— The data —
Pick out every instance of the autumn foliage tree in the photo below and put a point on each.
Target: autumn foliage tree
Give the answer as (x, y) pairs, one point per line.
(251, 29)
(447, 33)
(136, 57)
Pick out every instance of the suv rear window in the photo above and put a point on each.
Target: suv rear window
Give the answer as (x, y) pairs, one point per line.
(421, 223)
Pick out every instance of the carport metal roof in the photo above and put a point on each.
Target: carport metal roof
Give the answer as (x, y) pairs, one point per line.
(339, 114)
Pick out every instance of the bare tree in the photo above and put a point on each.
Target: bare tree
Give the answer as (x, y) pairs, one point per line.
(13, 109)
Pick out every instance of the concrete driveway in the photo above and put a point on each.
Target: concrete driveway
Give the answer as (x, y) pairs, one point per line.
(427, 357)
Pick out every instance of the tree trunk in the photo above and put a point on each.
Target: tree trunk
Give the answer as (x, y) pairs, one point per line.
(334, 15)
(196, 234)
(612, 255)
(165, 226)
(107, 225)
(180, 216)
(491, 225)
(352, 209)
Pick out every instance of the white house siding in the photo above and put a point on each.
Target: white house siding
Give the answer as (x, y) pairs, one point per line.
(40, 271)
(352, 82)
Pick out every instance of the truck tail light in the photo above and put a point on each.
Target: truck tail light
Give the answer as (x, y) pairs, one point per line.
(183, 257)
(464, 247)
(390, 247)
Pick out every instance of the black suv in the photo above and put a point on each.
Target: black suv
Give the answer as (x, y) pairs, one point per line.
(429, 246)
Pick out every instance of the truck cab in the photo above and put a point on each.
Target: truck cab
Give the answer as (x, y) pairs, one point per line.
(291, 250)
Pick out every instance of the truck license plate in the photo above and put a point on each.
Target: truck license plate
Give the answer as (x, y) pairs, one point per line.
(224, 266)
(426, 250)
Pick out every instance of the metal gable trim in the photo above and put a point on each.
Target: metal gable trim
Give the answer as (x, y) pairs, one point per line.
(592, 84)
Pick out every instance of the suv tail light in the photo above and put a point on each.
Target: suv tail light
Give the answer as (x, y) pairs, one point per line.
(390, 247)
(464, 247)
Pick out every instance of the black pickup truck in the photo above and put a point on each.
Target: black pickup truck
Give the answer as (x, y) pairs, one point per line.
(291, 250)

==

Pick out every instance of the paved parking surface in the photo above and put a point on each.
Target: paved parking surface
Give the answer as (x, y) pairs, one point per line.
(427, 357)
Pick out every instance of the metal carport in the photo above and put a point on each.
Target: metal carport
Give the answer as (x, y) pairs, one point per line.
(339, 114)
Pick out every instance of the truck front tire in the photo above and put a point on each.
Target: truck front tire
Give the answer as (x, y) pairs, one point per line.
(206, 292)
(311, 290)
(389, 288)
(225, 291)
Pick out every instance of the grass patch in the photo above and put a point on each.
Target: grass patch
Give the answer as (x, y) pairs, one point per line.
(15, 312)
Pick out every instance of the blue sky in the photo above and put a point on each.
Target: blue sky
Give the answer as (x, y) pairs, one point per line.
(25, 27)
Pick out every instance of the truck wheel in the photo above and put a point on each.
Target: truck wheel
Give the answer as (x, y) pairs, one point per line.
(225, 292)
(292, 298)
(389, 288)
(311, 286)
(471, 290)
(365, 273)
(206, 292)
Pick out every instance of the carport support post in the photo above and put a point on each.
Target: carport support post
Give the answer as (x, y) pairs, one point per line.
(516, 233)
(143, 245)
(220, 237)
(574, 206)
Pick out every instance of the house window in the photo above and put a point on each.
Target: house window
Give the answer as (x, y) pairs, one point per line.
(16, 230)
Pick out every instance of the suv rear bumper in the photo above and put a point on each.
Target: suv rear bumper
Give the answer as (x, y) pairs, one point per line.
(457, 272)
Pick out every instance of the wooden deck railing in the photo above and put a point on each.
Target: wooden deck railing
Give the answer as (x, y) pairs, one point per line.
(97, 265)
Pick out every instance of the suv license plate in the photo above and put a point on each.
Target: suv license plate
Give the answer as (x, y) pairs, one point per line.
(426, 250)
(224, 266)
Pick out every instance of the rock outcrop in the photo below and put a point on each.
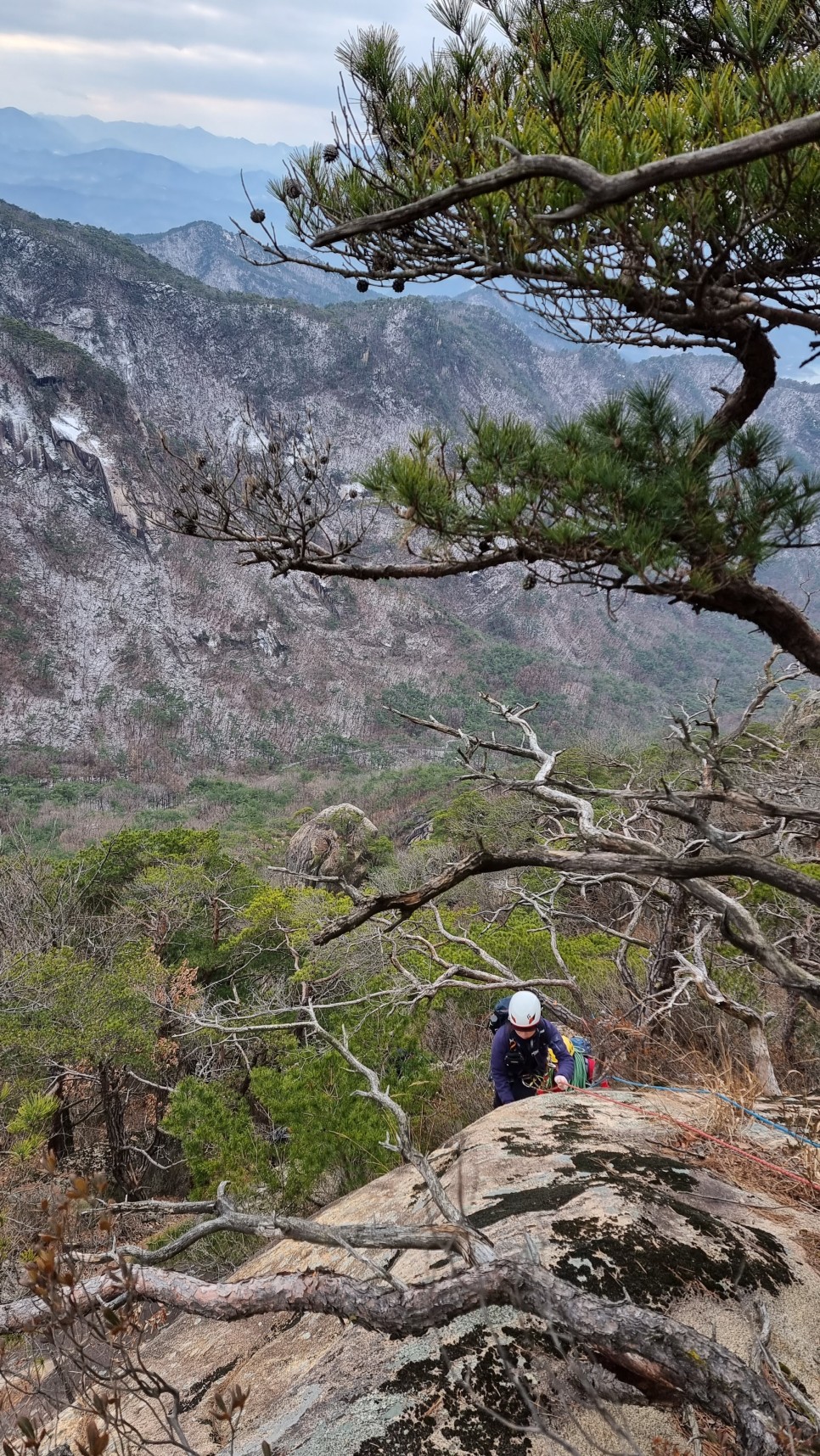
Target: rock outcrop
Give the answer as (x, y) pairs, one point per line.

— Challenge —
Count how many lines of the records contain the word "rock" and give only that number.

— Final answer —
2